# An Interactive Guide To The Fourier Transform

The Fourier Transform is one of deepest insights ever made. Unfortunately, the meaning is buried within dense equations:

This is a companion discussion topic for the original entry at http://betterexplained.com/articles/an-interactive-guide-to-the-fourier-transform/

Those animations are AMAZING. Mad mad props. But I don’t really get how the time points are spaced…
“The time points are spaced at the fastest frequency. A 1Hz signal needs 2 time points for a start and stop (a single data point doesn’t have a frequency). The time values [1 -1] shows the amplitude at these equally-spaced intervals.”

Like for a 1 Hz signal why are you measuring at 2 points, for a 2 Hz signal at 3 points, for a 3 Hz signal at 4 points and so on? Does this have something to do with the Nyquist-Shannon sampling theorem?

Thanks Waldir, just fixed.

FINALLY THIS MAKES SENSE

A couple examples of using the Fourier integrals and series on a known signal (e.g. a simple one like 1+sin(t)) and showing how the ‘parts’ are extracted would be helpful.

I tried and failed to get what I expected (e.g. 1 for the DC component for this litle signal above at w=0) when I attempted to evaluate the integral form, which probably just means I forgot how to integrate properly (but Maxima blew up on it too).

Kalid - As always, thanks so much for your efforts! I look forward to you tackling the Laplace transform one of these days:)

Material to process =>

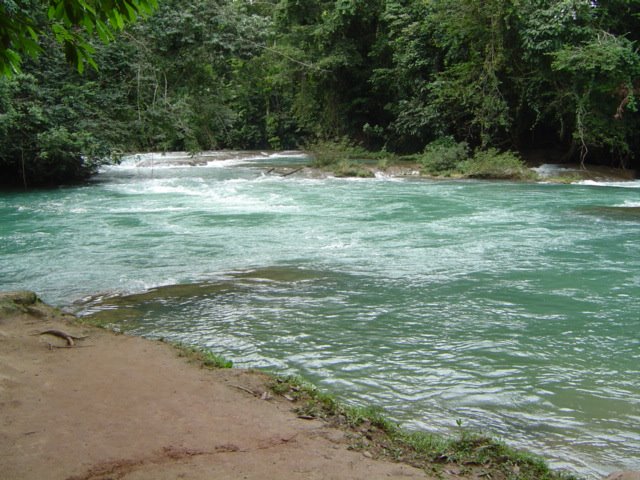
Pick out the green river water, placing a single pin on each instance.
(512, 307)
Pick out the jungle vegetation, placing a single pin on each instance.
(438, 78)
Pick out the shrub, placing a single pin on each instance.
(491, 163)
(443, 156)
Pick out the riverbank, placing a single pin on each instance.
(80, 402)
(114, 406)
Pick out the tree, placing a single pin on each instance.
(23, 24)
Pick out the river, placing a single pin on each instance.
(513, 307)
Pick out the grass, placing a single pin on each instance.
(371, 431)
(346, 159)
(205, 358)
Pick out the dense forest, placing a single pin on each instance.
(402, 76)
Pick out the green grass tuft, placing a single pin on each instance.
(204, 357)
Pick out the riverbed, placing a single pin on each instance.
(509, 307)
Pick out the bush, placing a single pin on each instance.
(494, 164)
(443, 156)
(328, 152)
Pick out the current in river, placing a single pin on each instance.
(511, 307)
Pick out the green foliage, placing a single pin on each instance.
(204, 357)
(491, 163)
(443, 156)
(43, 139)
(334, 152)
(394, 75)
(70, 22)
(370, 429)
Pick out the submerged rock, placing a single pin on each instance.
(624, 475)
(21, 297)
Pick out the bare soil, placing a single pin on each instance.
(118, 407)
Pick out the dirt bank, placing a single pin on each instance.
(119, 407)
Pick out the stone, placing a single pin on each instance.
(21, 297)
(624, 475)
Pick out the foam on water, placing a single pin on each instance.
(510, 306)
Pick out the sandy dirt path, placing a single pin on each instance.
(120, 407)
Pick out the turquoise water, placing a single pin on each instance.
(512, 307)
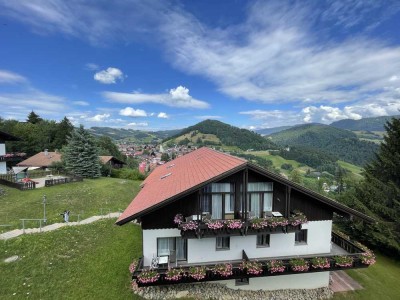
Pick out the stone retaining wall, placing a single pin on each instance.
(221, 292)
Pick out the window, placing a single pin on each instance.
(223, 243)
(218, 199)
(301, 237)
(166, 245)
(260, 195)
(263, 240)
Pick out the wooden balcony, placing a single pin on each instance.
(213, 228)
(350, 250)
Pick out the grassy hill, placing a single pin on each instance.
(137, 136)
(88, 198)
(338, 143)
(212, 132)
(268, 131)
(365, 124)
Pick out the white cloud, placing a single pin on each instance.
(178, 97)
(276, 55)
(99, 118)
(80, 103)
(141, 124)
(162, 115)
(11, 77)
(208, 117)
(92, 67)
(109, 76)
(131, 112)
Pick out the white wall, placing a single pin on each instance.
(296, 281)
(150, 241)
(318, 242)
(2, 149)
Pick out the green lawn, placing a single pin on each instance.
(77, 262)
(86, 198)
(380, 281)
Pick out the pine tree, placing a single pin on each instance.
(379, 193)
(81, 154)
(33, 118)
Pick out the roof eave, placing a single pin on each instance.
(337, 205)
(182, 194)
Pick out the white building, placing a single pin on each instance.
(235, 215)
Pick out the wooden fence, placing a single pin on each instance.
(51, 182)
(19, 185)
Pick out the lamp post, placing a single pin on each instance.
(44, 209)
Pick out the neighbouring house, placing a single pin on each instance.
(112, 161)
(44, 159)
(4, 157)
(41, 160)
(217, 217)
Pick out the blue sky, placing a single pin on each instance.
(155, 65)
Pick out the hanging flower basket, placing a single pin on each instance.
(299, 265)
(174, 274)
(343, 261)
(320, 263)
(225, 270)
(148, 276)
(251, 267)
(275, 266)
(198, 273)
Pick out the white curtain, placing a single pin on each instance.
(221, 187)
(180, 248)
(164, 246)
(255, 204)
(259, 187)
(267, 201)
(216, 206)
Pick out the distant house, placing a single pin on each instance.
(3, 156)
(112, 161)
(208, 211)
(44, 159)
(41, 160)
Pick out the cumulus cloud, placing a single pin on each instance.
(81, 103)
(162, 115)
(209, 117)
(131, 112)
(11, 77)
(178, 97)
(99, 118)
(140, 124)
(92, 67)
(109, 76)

Problem set =>
a: According to the Fourier Transform page, how many time points does a 1Hz signal need?
b: Render the rows from the line containing "Pick out the cumulus" up to and including the final line of the rows as a JSON list of strings, one string per line, leaving out blank lines.

Expected outputs =>
a: Two time points, for a start and stop.

b:
[
  "Pick out the cumulus cloud, placing a single pin on each instance.",
  "(81, 103)",
  "(162, 115)",
  "(209, 117)",
  "(131, 112)",
  "(11, 77)",
  "(178, 97)",
  "(99, 118)",
  "(140, 124)",
  "(92, 67)",
  "(109, 76)"
]